▶ **QUOTED TEXT**:
--- --- ---
The Politics of Public College Tuition and

William R. Doyle

The Politics of Public College Tuition and State Financial Aid

For many prospective college students and their families, the issues of tuition and financial aid are paramount in thinking about attending higher education (Immerwahr, 2000). The concern among the general public about the price of higher education has not gone unnoticed by elected officials (Immerwahr, 1999). Nearly 80% of college students in the United States attend a public institution (U.S. Department of Education, 2005). How much these students should pay for college has proved to be a perennial issue among state policy makers. Governors and state legislators have spent substantial amounts of political capital to affect the outcomes of the debate about how much students and families should pay to attend college (Carnevale & Fry, 2000).

The question that this study focuses on is not what the effects of changing tuition and financial aid are, but rather, why do levels of tuition and financial aid vary so much from state to state? To answer these questions, I begin with public institutions. I posit that decisions about public institution tuition and state financial aid are made at the state level by state policy makers. The question for this study is: To what extent do state policy makers' preferences affect levels of tuition and financial aid in the states?
--- --- ---
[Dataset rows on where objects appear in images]
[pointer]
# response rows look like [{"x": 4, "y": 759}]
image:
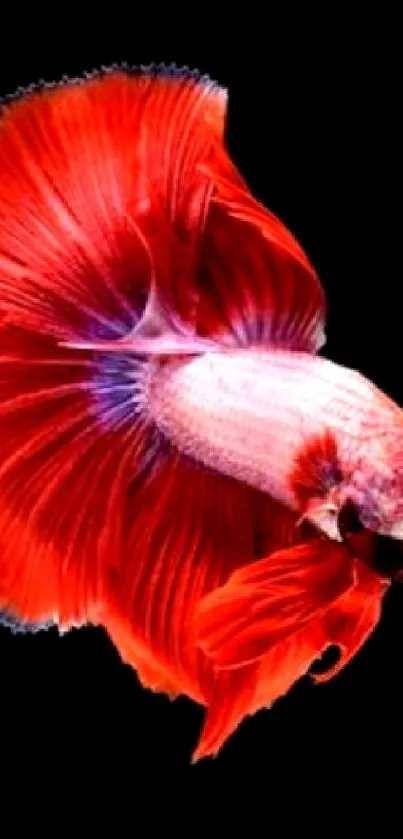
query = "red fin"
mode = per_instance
[
  {"x": 102, "y": 205},
  {"x": 350, "y": 622},
  {"x": 102, "y": 199},
  {"x": 230, "y": 701},
  {"x": 266, "y": 602},
  {"x": 71, "y": 445},
  {"x": 258, "y": 285},
  {"x": 190, "y": 530}
]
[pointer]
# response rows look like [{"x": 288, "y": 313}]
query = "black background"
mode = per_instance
[{"x": 313, "y": 128}]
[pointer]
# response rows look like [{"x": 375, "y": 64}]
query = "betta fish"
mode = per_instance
[{"x": 179, "y": 464}]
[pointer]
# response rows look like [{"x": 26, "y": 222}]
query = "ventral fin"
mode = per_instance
[{"x": 160, "y": 331}]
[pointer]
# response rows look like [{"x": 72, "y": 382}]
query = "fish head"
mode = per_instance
[{"x": 375, "y": 486}]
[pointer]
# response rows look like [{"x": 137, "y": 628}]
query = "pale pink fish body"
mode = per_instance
[{"x": 250, "y": 413}]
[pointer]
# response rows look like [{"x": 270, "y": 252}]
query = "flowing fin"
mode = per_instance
[
  {"x": 352, "y": 620},
  {"x": 180, "y": 524},
  {"x": 258, "y": 285},
  {"x": 103, "y": 202},
  {"x": 102, "y": 206},
  {"x": 265, "y": 602},
  {"x": 17, "y": 627}
]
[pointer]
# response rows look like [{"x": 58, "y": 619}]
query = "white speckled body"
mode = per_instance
[{"x": 247, "y": 413}]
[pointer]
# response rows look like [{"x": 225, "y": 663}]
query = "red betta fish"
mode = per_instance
[{"x": 175, "y": 457}]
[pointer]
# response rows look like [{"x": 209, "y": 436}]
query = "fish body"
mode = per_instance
[
  {"x": 176, "y": 459},
  {"x": 250, "y": 413}
]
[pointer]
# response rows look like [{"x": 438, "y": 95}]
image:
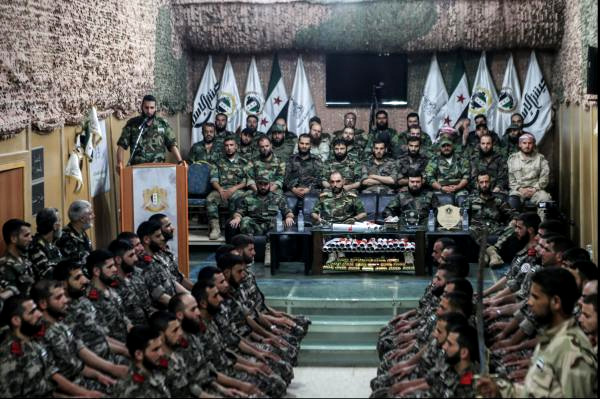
--- --- ---
▶ **CHALLENGES**:
1) According to the passage on public college tuition and state financial aid, what share of college students in the United States attend a public institution?
2) Write the next part of the passage on public college tuition and state financial aid, starting after its final sentence.

▶ **EXPECTED ANSWERS**:
1) Nearly 80%.

2)
This article is based in part on my dissertation. I owe a deep debt of gratitude to my dissertation committee: Myra Strober, Mike Kirst, and Susanna Loeb. In addition, Jennifer Delaney, Nicole Kangas, Kathleen Burson, and Amita Chudgar all reviewed earlier drafts and provided helpful feedback. The author bears sole responsibility for the content of this article.

William R. Doyle is Assistant Professor of Higher Education at the Peabody College of Vanderbilt University.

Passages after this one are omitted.